Selected passage

Published: 8/14/2017 1:13:33 PM
Many arguments exist for promoting wood as a heating fuel source: It’s a renewable resource that eases our dependence on fossil fuels. It provides Massachusetts loggers and landowners with a steady source of income and reduces American reliance on foreign oil supplies.
But there’s also this inconvenient truth: Massachusetts has more air pollution from wood combustion than any other New England state, according to a Pelham environmental group’s analysis of federal data.
That fact, along with the knowledge that burning wood speeds climate change, should give Massachusetts officials pause as they prepare to add boilers fueled by “woody biomass” — wood chips or pellets — to the list of alternative energy sources eligible for government subsidies.
As part of a 2014 law backed by the logging industry, the state has included biomass boilers in its “Alternative Energy Portfolio Standard” along with solar, geothermal and other “clean” sources of heat. The Department of Energy Resources is now drafting regulations to implement that law, which would give a financial boost to the wood fuel industry.
The state held the last of its public hearings on the plans last week in Holyoke, drawing protests and praise. Supporters of wood-fueled heat say that when it is combined with sustainable forestry practices, biomass can provide a sound alternative to fossil fuels — and keep heating dollars local.
“Many landowners — me among them — need to be able to produce periodic income from their woods in order to afford continued ownership of the land,” said Charles Thompson, president of the Massachusetts Forest Alliance, a trade group representing loggers, foresters and landowners.
A representative of one biomass and solar energy company added Monday that his firm has installed 180 wood pellet and wood chip boilers in New Hampshire and Vermont, many in schools — replacing, he said, a million gallons of oil with a local, predictably priced fuel source.

Task brief
Quote the article on wood heating from "That fact, along" up to and including "wood fuel industry.".

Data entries
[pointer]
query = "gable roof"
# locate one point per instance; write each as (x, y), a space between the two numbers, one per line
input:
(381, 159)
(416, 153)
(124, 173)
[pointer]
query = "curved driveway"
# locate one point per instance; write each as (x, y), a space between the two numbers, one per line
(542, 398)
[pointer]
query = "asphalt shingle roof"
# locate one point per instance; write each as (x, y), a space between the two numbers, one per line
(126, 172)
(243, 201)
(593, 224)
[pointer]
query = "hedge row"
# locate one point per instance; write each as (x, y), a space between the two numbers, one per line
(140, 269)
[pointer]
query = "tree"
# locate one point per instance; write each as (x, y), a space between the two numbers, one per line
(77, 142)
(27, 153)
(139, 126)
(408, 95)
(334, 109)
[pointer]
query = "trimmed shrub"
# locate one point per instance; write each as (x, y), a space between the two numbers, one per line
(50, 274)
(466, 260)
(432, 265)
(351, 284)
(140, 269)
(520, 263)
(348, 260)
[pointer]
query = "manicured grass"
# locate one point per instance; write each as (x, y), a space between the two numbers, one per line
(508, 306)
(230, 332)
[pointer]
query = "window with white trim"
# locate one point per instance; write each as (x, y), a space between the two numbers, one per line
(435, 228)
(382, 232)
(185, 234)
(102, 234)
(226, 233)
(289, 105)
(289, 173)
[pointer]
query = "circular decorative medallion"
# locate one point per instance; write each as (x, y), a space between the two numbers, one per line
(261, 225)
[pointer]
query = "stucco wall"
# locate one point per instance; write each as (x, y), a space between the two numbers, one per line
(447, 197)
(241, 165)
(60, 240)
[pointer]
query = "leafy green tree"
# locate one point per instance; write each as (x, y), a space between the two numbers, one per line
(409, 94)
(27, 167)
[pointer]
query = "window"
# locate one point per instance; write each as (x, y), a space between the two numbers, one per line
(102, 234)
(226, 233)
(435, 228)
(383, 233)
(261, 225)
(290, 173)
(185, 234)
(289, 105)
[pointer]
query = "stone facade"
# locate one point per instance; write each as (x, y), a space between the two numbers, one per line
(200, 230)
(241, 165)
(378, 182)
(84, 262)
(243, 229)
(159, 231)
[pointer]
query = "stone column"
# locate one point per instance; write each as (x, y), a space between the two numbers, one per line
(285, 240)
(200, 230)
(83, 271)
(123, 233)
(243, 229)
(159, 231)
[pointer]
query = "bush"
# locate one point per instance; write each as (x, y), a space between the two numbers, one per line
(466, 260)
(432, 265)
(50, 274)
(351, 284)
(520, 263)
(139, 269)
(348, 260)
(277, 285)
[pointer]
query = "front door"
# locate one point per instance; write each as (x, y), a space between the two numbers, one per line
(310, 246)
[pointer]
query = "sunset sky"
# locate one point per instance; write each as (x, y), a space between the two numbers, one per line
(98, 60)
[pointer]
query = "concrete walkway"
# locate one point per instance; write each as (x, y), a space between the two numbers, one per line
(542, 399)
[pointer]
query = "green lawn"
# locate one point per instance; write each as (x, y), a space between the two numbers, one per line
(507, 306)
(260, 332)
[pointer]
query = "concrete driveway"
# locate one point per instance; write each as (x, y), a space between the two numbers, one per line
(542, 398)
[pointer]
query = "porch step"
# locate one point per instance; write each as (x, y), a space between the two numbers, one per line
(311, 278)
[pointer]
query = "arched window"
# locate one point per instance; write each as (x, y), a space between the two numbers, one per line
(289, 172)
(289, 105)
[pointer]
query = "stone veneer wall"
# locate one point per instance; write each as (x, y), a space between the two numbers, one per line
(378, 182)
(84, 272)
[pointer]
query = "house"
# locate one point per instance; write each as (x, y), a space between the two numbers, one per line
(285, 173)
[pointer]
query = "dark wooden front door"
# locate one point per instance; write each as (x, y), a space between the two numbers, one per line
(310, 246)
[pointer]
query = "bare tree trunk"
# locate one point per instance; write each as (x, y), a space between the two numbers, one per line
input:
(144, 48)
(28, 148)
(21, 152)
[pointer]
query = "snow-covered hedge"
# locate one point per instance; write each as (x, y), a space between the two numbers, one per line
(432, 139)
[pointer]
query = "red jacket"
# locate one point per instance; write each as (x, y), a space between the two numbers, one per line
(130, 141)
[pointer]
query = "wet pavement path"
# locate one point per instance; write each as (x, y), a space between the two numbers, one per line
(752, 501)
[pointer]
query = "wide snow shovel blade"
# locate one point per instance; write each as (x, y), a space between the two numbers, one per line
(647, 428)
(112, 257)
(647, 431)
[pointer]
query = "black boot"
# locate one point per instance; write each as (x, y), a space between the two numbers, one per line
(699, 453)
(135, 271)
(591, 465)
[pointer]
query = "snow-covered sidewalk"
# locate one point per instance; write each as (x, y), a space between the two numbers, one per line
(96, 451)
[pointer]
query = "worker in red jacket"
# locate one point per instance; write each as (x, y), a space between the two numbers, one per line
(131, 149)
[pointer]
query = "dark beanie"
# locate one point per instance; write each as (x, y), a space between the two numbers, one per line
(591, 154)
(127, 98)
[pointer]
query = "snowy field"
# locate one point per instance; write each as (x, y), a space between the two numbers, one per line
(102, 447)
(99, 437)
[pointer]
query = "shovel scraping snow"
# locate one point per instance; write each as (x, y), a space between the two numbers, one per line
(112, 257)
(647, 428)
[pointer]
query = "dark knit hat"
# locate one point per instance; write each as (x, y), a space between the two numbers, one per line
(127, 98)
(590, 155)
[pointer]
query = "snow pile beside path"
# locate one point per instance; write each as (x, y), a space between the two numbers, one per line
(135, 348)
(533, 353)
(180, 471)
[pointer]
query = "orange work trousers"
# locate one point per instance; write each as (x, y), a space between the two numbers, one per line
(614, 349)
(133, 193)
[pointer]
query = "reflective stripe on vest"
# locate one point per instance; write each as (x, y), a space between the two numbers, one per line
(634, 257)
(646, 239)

Exercise output
That fact, along with the knowledge that burning wood speeds climate change, should give Massachusetts officials pause as they prepare to add boilers fueled by “woody biomass” — wood chips or pellets — to the list of alternative energy sources eligible for government subsidies.
As part of a 2014 law backed by the logging industry, the state has included biomass boilers in its “Alternative Energy Portfolio Standard” along with solar, geothermal and other “clean” sources of heat. The Department of Energy Resources is now drafting regulations to implement that law, which would give a financial boost to the wood fuel industry.